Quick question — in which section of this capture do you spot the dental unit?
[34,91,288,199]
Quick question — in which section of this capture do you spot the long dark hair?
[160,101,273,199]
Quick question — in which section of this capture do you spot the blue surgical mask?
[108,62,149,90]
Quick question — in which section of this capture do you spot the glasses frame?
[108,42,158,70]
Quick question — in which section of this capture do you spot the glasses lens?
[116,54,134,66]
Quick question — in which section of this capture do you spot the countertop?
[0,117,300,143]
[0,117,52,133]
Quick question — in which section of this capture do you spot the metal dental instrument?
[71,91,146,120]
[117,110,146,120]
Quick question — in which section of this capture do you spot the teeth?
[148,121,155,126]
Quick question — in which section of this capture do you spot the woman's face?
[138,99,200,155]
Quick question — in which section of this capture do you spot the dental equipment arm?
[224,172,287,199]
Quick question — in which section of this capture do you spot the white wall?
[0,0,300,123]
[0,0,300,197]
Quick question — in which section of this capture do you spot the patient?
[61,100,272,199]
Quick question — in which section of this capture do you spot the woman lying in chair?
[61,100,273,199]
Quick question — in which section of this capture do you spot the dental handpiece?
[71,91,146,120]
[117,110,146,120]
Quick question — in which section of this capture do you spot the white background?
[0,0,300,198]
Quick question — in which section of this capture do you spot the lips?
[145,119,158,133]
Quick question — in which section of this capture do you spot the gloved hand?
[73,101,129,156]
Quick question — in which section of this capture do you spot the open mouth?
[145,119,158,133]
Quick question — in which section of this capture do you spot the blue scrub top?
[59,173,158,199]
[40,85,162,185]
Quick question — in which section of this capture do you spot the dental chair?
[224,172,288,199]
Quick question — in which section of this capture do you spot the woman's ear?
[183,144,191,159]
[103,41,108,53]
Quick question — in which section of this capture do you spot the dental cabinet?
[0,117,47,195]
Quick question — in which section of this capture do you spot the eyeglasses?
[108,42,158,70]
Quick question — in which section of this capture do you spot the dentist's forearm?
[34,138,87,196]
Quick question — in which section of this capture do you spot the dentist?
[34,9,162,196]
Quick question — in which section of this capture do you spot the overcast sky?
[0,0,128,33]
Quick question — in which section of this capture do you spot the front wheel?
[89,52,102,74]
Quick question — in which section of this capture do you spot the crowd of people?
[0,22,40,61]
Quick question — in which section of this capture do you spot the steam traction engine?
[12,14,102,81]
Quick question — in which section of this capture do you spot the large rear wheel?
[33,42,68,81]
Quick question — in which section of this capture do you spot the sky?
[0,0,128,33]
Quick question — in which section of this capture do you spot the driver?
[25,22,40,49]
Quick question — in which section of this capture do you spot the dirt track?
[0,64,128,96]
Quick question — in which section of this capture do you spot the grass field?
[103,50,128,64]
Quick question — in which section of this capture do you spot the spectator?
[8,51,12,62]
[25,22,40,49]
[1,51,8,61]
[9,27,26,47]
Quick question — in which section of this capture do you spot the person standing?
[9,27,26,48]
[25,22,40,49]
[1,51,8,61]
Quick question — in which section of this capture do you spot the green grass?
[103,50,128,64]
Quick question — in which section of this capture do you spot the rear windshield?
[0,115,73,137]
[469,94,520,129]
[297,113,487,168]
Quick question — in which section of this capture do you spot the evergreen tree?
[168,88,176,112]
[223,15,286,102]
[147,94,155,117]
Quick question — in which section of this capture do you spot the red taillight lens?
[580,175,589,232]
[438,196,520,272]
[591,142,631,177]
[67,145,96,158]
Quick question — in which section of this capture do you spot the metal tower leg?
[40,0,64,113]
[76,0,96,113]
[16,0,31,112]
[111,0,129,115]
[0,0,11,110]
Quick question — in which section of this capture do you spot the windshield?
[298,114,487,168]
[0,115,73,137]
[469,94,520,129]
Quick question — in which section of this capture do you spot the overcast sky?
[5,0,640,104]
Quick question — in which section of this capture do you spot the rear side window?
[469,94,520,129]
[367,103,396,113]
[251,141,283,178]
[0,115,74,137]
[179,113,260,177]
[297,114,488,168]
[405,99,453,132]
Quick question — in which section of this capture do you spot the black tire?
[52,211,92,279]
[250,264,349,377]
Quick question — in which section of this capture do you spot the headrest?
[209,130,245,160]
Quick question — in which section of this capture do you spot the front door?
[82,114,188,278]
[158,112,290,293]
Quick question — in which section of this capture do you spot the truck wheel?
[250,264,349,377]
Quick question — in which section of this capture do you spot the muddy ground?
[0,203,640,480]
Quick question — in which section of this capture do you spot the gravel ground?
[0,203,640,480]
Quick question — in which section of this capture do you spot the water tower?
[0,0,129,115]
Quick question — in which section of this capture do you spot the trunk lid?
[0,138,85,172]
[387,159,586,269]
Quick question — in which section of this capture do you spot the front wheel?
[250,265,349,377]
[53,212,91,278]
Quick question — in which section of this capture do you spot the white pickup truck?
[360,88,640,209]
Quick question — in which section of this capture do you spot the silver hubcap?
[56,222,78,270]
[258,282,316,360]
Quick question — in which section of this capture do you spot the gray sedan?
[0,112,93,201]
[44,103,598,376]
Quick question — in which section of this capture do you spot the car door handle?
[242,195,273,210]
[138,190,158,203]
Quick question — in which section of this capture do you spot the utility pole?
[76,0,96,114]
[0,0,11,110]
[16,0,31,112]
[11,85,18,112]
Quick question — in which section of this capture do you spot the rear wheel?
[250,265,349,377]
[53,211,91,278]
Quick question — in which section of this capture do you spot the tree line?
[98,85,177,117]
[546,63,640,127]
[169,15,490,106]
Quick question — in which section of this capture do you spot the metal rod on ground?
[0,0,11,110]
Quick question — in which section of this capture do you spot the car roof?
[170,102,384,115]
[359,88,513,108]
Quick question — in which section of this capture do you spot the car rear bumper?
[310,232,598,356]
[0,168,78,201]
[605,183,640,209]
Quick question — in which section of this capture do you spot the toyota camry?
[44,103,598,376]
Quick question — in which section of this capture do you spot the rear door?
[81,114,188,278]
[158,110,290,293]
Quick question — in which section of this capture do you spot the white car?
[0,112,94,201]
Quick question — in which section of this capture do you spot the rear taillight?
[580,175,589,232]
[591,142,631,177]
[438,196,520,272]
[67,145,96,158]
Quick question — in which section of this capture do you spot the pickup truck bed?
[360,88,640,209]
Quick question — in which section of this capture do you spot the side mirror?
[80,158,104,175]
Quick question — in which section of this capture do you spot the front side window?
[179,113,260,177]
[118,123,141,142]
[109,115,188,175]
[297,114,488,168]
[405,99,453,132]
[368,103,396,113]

* [Aim of the task]
Change every "section" in the listing above to "part", then write out all of its lines again with nothing else altered.

* [Response to the exercise]
Quick question — in which part of this capture do you spot the dental unit?
[34,91,288,199]
Quick question — in which part of this capture do you spot the long dark hair?
[160,101,273,199]
Quick question — in which part of this capture do you spot the blue surgical mask?
[108,62,149,90]
Quick question — in which part of this capture do you spot the glasses frame?
[108,42,158,70]
Quick question — in which part of this capture do you spot the glasses lens?
[116,54,134,66]
Quick question — in which part of this capture do you spot the countertop?
[0,117,300,143]
[0,117,52,133]
Quick question — in which part of this capture do you spot the metal dental instrument?
[71,91,146,120]
[117,110,146,120]
Quick question — in which part of this capture do you spot the teeth?
[148,121,155,126]
Quick question — in which part of this capture do you spot the woman's face?
[138,99,200,155]
Quick question — in which part of this capture do you spot the dental equipment arm?
[224,172,287,199]
Quick question — in which part of this capture do you spot the white wall?
[0,0,300,123]
[0,0,300,197]
Quick question — in which part of this capture do you spot the patient?
[61,100,272,199]
Quick question — in which part of this capture do you spot the woman lying in chair?
[61,100,273,199]
Quick question — in which part of this capture do you spot the dental handpiece?
[71,91,146,120]
[117,110,146,120]
Quick question — in which part of this capture do you spot the white background?
[0,0,300,198]
Quick question — in which part of this capture do you spot the lips?
[145,119,158,133]
Quick question — in which part of this capture do you spot the gloved hand?
[73,101,129,156]
Quick question — in which part of this capture do you spot the open mouth?
[145,119,158,133]
Quick question — in which part of this capture do you spot the blue scrub top?
[59,173,158,199]
[40,85,162,185]
Quick question — in which part of this capture do you spot the dental chair?
[224,172,288,199]
Quick question — in which part of this capture do you spot the woman's ear?
[183,144,191,159]
[103,41,108,53]
Quick question — in which part of this capture do you spot the dental cabinet?
[0,117,47,195]
Quick question — in which part of this capture do you spot the eyeglasses?
[108,42,158,70]
Quick question — in which part of this capture do you spot the dentist's forearm?
[34,138,87,196]
Quick question — in which part of this capture do you spot the dentist?
[34,9,162,196]
Quick question — in which part of this capture do you spot the overcast sky?
[0,0,128,33]
Quick question — in which part of this capture do you spot the front wheel?
[89,52,102,74]
Quick question — in which part of this capture do you spot the crowd of people?
[0,22,40,61]
Quick question — in which part of this capture do you spot the steam traction engine?
[12,14,102,81]
Quick question — in which part of this capture do you spot the large rear wheel?
[33,42,68,81]
Quick question — in which part of this capture do you spot the sky?
[0,0,128,33]
Quick question — in which part of this capture do you spot the driver?
[25,22,40,49]
Quick question — in which part of this capture do you spot the dirt track?
[0,64,128,96]
Quick question — in which part of this capture do you spot the grass field?
[103,50,128,64]
Quick question — in which part of this capture do you spot the spectator?
[8,51,12,62]
[25,22,40,49]
[1,51,8,61]
[9,27,26,47]
Quick question — in which part of this capture do you spot the person standing?
[9,27,26,48]
[25,22,40,49]
[1,51,8,61]
Quick question — in which part of this capture do you spot the green grass?
[103,50,128,64]
Quick question — in which part of this capture do you spot the rear windshield?
[0,115,73,137]
[469,94,520,129]
[297,113,487,168]
Quick question — in which part of this capture do you spot the evergreen tree?
[168,88,176,112]
[223,15,286,102]
[147,94,155,117]
Quick question — in which part of this capture do you spot the red taillight lens?
[580,175,589,232]
[438,196,520,272]
[591,142,631,177]
[67,145,96,158]
Quick question — in which part of this capture do you spot the metal tower leg?
[40,0,64,113]
[76,0,96,113]
[16,0,31,112]
[111,0,129,115]
[0,0,11,110]
Quick question — in which part of this capture do you spot the windshield?
[298,114,487,168]
[0,115,73,137]
[469,94,520,129]
Quick question — in which part of this capture do you spot the overcast sky?
[5,0,640,104]
Quick question — in which part of this capture do you spot the rear side window?
[469,94,520,129]
[367,103,396,113]
[251,141,283,178]
[0,115,74,137]
[179,113,260,177]
[297,114,488,168]
[405,99,453,132]
Quick question — in which part of this capture do you spot the black tire?
[52,211,92,279]
[250,264,349,377]
Quick question — in which part of this capture do you spot the headrest?
[209,130,245,160]
Quick question — in which part of this capture do you spot the front door?
[82,114,188,278]
[158,112,290,293]
Quick question — in which part of this capture do you spot the truck wheel?
[250,264,349,377]
Quick question — in which part of this capture do you spot the muddy ground?
[0,203,640,480]
Quick question — in which part of this capture do you spot the gravel ground?
[0,203,640,480]
Quick question — in which part of this capture do you spot the water tower?
[0,0,129,115]
Quick question — in which part of this capture do you spot the trunk lid?
[0,138,85,172]
[387,159,586,269]
Quick question — in which part of this capture do you spot the front wheel?
[250,265,349,377]
[53,212,91,278]
Quick question — in which part of this capture do you spot the white pickup truck?
[360,88,640,209]
Quick question — in which part of this capture do you spot the silver hubcap?
[56,222,78,270]
[258,282,316,360]
Quick question — in which part of this capture do you spot the gray sedan?
[0,112,93,201]
[44,103,598,376]
Quick question — in which part of this capture do you spot the car door handle?
[242,195,273,210]
[138,190,158,203]
Quick question — in which part of this capture do you spot the utility pole?
[76,0,96,114]
[0,0,11,110]
[16,0,31,112]
[11,85,18,112]
Quick question — in which part of this capture do you spot the rear wheel?
[250,265,349,377]
[53,211,91,278]
Quick question — in which part of this capture do you spot the tree line?
[98,85,177,117]
[546,63,640,127]
[169,15,490,106]
Quick question — in which part of this capture do you spot the metal rod on ground?
[0,0,11,110]
Quick question — in which part of this capture do you spot the car roof?
[170,102,384,115]
[359,88,513,108]
Quick question — in which part of this capture do you spot the car rear bumper?
[310,232,598,356]
[0,168,78,201]
[605,183,640,209]
Quick question — in which part of this capture do you spot the toyota camry?
[44,103,598,376]
Quick question — in which part of this capture do you spot the rear door?
[81,114,188,278]
[158,110,290,293]
Quick question — in which part of this capture do you spot the white car?
[0,112,94,201]
Quick question — in which part of this capture do you spot the rear taillight?
[580,175,589,232]
[591,142,631,177]
[438,196,520,272]
[67,145,96,158]
Quick question — in which part of this capture do you spot the pickup truck bed?
[360,88,640,209]
Quick question — in which part of this capture do you spot the side mirror?
[80,158,104,175]
Quick question — in which part of this capture do you spot the front side window?
[179,113,260,177]
[118,123,141,142]
[109,115,188,175]
[297,114,488,168]
[405,99,453,132]
[368,103,396,113]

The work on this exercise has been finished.